Fátima Mário, 12 years old, Dinala Muhamudo Aid, 18 years old, Cristina Muanhar, 18 years old, and Carlitos Gabriel Tolembeta, 16 years old, are seventh grade pupils at Undi Primary School. The school is in Chimbonila District, Niassa Province, 30km from the province capital  Lichinga. At school, in addition to learning how to read, write and count, students benefit from educational activities on malaria prevention.

Fátima explains, “Everything we know, we learn at school with our teachers. During the lectures, we pay attention to the teacher’s explanation because in the end she asks us questions and we need to respond. We have learnt many good things. We learnt how to use and take good care of the mosquito net, not to wash the mosquito net in the river, not to accumulate water in the yard, and that when we get malaria we have to go to the hospital.”

In Africa, malaria accounts for up to 50 percent of all school-age deaths. Ensuring that children learn about malaria prevention practices will not only reduce malaria but also contribute to disease control in their communities.

Under the Malaria Prevention and Control Project, implemented in nine of the eleven provinces of Mozambique by a consortium of civil society organisations (2011-2017), one of the innovative interventions was to strengthen malaria education for students in the classroom. Undi Primary School is part of the schools reached by malaria prevention education activities implemented by Malaria Consortium under this project, in Niassa province.

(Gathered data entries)
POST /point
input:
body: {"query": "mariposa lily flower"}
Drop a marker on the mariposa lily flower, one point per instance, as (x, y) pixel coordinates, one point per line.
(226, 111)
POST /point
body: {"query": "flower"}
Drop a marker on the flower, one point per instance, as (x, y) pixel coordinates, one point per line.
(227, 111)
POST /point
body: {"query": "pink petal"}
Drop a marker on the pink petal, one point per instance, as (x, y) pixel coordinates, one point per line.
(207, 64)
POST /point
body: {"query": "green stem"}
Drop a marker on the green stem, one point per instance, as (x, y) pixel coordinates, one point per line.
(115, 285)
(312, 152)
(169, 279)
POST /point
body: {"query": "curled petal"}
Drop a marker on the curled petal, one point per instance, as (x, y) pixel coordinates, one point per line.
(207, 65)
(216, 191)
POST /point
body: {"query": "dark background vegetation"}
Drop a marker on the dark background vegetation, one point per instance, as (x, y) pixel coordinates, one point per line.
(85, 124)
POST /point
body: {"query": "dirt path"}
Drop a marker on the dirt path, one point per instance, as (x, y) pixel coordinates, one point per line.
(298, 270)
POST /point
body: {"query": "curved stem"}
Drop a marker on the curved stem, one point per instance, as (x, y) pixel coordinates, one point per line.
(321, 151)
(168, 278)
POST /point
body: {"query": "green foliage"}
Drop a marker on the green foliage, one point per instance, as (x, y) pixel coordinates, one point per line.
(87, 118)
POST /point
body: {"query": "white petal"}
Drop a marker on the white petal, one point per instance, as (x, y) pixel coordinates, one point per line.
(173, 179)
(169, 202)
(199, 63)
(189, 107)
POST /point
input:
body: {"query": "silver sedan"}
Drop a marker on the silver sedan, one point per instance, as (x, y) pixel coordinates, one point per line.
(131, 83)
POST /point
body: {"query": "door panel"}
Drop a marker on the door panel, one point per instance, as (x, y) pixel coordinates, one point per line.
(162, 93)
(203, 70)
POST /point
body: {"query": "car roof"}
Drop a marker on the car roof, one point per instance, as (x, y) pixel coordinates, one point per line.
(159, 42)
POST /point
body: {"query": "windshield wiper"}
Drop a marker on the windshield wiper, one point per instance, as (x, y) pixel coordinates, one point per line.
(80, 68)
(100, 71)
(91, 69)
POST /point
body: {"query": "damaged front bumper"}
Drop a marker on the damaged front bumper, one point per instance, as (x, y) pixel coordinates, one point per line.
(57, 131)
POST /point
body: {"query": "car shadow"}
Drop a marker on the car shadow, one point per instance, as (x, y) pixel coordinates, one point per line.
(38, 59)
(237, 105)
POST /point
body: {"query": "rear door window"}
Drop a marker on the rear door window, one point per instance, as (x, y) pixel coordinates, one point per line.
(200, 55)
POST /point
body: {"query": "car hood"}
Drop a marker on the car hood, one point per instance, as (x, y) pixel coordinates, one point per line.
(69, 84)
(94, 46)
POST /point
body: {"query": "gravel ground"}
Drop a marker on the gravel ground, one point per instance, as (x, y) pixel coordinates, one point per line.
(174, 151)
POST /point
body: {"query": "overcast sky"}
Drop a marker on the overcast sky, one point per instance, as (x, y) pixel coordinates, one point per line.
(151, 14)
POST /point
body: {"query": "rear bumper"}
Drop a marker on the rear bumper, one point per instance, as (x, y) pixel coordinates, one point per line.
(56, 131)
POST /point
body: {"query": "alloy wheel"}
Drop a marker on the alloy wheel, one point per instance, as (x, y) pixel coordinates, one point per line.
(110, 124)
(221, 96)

What this exercise asks
**a.** From the Undi Primary School passage, output the words between "In Africa, malaria" and "in their communities.", inclusive.
**b.** In the Undi Primary School passage, how many of Mozambique's provinces did the Malaria Prevention and Control Project cover?
You can leave the records aside; they aren't needed here.

Responses per task
**a.**
In Africa, malaria accounts for up to 50 percent of all school-age deaths. Ensuring that children learn about malaria prevention practices will not only reduce malaria but also contribute to disease control in their communities.

**b.** Nine of the eleven provinces.